PROBLEM DESCRIPTION: Throughout the listing that follows, find each line with the word "deck" and copy it.

THE DATA:
□ □ □
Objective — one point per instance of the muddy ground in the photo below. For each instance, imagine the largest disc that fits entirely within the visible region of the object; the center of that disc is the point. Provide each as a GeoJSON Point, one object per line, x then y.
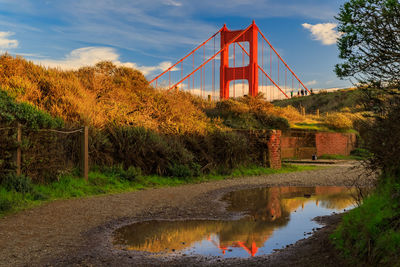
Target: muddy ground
{"type": "Point", "coordinates": [78, 232]}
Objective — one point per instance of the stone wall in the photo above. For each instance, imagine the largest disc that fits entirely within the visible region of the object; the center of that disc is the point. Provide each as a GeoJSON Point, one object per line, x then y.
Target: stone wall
{"type": "Point", "coordinates": [335, 143]}
{"type": "Point", "coordinates": [303, 144]}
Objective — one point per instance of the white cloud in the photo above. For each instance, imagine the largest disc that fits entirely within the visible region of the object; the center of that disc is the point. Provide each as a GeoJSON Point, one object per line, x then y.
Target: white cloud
{"type": "Point", "coordinates": [87, 56]}
{"type": "Point", "coordinates": [324, 32]}
{"type": "Point", "coordinates": [172, 3]}
{"type": "Point", "coordinates": [7, 43]}
{"type": "Point", "coordinates": [311, 83]}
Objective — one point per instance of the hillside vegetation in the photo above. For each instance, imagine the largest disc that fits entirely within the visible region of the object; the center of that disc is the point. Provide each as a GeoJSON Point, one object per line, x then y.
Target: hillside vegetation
{"type": "Point", "coordinates": [105, 95]}
{"type": "Point", "coordinates": [327, 102]}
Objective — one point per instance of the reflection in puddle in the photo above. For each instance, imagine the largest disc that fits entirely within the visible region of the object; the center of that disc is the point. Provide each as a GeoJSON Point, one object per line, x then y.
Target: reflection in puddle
{"type": "Point", "coordinates": [276, 217]}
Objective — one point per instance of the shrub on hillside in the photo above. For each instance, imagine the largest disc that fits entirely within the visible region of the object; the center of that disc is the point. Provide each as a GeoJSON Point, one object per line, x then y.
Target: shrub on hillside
{"type": "Point", "coordinates": [370, 235]}
{"type": "Point", "coordinates": [12, 112]}
{"type": "Point", "coordinates": [382, 139]}
{"type": "Point", "coordinates": [151, 152]}
{"type": "Point", "coordinates": [338, 121]}
{"type": "Point", "coordinates": [17, 183]}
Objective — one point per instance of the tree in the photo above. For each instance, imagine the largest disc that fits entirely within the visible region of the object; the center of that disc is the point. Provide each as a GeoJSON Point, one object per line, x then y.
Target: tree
{"type": "Point", "coordinates": [370, 41]}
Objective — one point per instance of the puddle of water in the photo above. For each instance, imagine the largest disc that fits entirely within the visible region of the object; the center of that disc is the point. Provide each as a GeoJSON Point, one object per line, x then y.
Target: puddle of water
{"type": "Point", "coordinates": [275, 217]}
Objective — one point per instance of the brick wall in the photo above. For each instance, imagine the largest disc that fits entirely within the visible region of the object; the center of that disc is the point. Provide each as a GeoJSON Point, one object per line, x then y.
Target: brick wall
{"type": "Point", "coordinates": [274, 149]}
{"type": "Point", "coordinates": [335, 143]}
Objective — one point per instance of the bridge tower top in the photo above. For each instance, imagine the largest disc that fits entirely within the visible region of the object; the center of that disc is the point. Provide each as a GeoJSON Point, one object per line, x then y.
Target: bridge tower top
{"type": "Point", "coordinates": [249, 72]}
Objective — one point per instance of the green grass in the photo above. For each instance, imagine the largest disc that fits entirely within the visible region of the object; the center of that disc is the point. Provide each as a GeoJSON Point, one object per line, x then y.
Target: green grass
{"type": "Point", "coordinates": [111, 183]}
{"type": "Point", "coordinates": [370, 234]}
{"type": "Point", "coordinates": [325, 102]}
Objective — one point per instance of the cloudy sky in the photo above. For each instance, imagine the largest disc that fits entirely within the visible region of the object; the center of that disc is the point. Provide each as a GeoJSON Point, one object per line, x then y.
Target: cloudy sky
{"type": "Point", "coordinates": [152, 34]}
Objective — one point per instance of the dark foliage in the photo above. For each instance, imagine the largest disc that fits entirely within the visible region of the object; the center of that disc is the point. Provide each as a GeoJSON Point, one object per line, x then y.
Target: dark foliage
{"type": "Point", "coordinates": [383, 138]}
{"type": "Point", "coordinates": [370, 44]}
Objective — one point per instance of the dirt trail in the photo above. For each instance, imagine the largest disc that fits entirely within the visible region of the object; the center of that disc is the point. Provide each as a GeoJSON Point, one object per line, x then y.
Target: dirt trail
{"type": "Point", "coordinates": [77, 232]}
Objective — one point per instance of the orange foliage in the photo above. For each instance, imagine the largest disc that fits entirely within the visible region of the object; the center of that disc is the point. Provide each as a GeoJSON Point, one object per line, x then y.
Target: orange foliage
{"type": "Point", "coordinates": [101, 95]}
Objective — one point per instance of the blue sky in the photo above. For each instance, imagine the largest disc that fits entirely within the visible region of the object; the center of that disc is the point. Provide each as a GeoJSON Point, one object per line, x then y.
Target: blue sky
{"type": "Point", "coordinates": [152, 34]}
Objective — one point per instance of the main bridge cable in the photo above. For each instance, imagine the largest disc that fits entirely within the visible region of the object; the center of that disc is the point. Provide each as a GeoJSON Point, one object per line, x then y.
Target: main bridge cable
{"type": "Point", "coordinates": [216, 54]}
{"type": "Point", "coordinates": [194, 50]}
{"type": "Point", "coordinates": [305, 87]}
{"type": "Point", "coordinates": [262, 70]}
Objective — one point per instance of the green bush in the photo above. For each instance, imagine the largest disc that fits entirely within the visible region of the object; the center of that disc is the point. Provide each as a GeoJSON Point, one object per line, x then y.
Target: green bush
{"type": "Point", "coordinates": [153, 153]}
{"type": "Point", "coordinates": [130, 174]}
{"type": "Point", "coordinates": [28, 115]}
{"type": "Point", "coordinates": [17, 183]}
{"type": "Point", "coordinates": [361, 153]}
{"type": "Point", "coordinates": [179, 170]}
{"type": "Point", "coordinates": [370, 234]}
{"type": "Point", "coordinates": [5, 205]}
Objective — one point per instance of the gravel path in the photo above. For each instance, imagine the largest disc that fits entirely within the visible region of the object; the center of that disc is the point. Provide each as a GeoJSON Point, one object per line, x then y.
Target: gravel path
{"type": "Point", "coordinates": [77, 232]}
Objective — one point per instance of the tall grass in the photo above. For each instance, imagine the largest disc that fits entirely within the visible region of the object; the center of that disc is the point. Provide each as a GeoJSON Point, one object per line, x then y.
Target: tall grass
{"type": "Point", "coordinates": [108, 181]}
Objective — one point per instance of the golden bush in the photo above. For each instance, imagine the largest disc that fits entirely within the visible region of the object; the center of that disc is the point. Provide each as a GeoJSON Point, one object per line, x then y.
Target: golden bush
{"type": "Point", "coordinates": [338, 120]}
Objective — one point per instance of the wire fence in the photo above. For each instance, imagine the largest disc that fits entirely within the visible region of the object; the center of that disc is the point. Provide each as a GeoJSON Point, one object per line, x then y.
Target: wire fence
{"type": "Point", "coordinates": [43, 154]}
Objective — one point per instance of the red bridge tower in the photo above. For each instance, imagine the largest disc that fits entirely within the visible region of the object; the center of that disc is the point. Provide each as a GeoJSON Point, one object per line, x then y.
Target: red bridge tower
{"type": "Point", "coordinates": [249, 72]}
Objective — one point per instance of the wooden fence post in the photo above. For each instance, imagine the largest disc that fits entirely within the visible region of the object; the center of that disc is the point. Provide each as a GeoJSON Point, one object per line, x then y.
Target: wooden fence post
{"type": "Point", "coordinates": [85, 153]}
{"type": "Point", "coordinates": [18, 155]}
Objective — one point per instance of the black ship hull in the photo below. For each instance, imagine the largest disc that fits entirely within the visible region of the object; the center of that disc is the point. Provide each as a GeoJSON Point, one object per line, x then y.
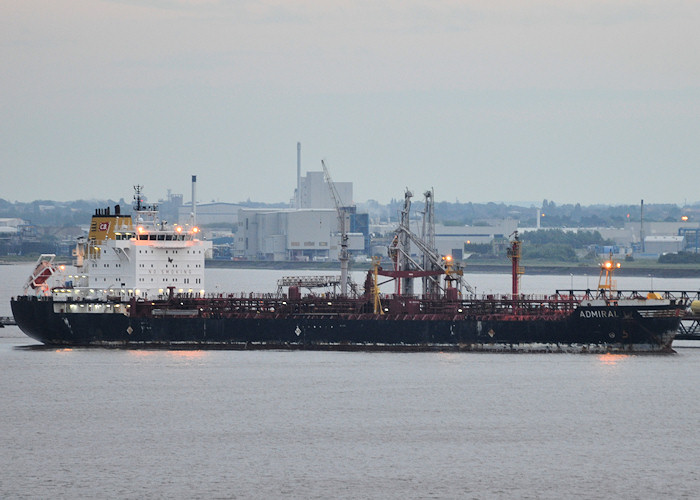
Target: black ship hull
{"type": "Point", "coordinates": [615, 328]}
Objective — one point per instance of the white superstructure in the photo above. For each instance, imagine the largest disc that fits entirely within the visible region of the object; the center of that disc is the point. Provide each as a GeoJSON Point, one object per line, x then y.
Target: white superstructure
{"type": "Point", "coordinates": [137, 256]}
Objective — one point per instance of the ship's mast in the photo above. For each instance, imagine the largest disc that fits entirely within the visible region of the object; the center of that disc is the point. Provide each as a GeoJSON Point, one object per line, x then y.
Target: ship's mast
{"type": "Point", "coordinates": [607, 272]}
{"type": "Point", "coordinates": [514, 254]}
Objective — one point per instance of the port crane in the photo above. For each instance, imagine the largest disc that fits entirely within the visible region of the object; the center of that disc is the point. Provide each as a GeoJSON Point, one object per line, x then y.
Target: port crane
{"type": "Point", "coordinates": [341, 211]}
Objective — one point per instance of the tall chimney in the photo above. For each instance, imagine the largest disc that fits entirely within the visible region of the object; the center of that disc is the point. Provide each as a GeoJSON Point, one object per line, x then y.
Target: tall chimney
{"type": "Point", "coordinates": [641, 226]}
{"type": "Point", "coordinates": [194, 200]}
{"type": "Point", "coordinates": [298, 175]}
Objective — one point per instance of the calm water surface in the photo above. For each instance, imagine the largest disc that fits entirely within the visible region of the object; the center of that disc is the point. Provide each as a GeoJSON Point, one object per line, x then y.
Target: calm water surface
{"type": "Point", "coordinates": [93, 423]}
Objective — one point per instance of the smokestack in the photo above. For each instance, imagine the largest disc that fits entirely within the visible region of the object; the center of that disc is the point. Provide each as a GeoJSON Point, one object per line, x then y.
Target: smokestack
{"type": "Point", "coordinates": [298, 175]}
{"type": "Point", "coordinates": [194, 200]}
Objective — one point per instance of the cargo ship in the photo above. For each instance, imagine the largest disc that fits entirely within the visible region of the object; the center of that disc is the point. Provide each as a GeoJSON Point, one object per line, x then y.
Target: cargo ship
{"type": "Point", "coordinates": [138, 282]}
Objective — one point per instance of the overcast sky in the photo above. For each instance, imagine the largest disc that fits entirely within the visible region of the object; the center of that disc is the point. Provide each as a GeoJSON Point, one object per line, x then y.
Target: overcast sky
{"type": "Point", "coordinates": [484, 100]}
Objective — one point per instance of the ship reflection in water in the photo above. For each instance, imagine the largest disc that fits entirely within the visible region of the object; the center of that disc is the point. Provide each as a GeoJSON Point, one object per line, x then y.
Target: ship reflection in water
{"type": "Point", "coordinates": [612, 359]}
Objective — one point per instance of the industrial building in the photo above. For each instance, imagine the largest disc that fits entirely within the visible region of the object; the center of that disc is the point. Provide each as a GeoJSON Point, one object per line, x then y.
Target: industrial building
{"type": "Point", "coordinates": [289, 234]}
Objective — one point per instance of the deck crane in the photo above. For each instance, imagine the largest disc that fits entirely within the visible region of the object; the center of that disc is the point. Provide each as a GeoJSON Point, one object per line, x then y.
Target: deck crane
□ □ □
EXPECTED ANSWER:
Objective — one point per instance of the deck crane in the photo above. For each instance, imagine the largest disc that fits entirely within the visible region of the object; the center of that disc is the point. Provide each as a GeoJSON Point, one object per line, x then y.
Target: deck crane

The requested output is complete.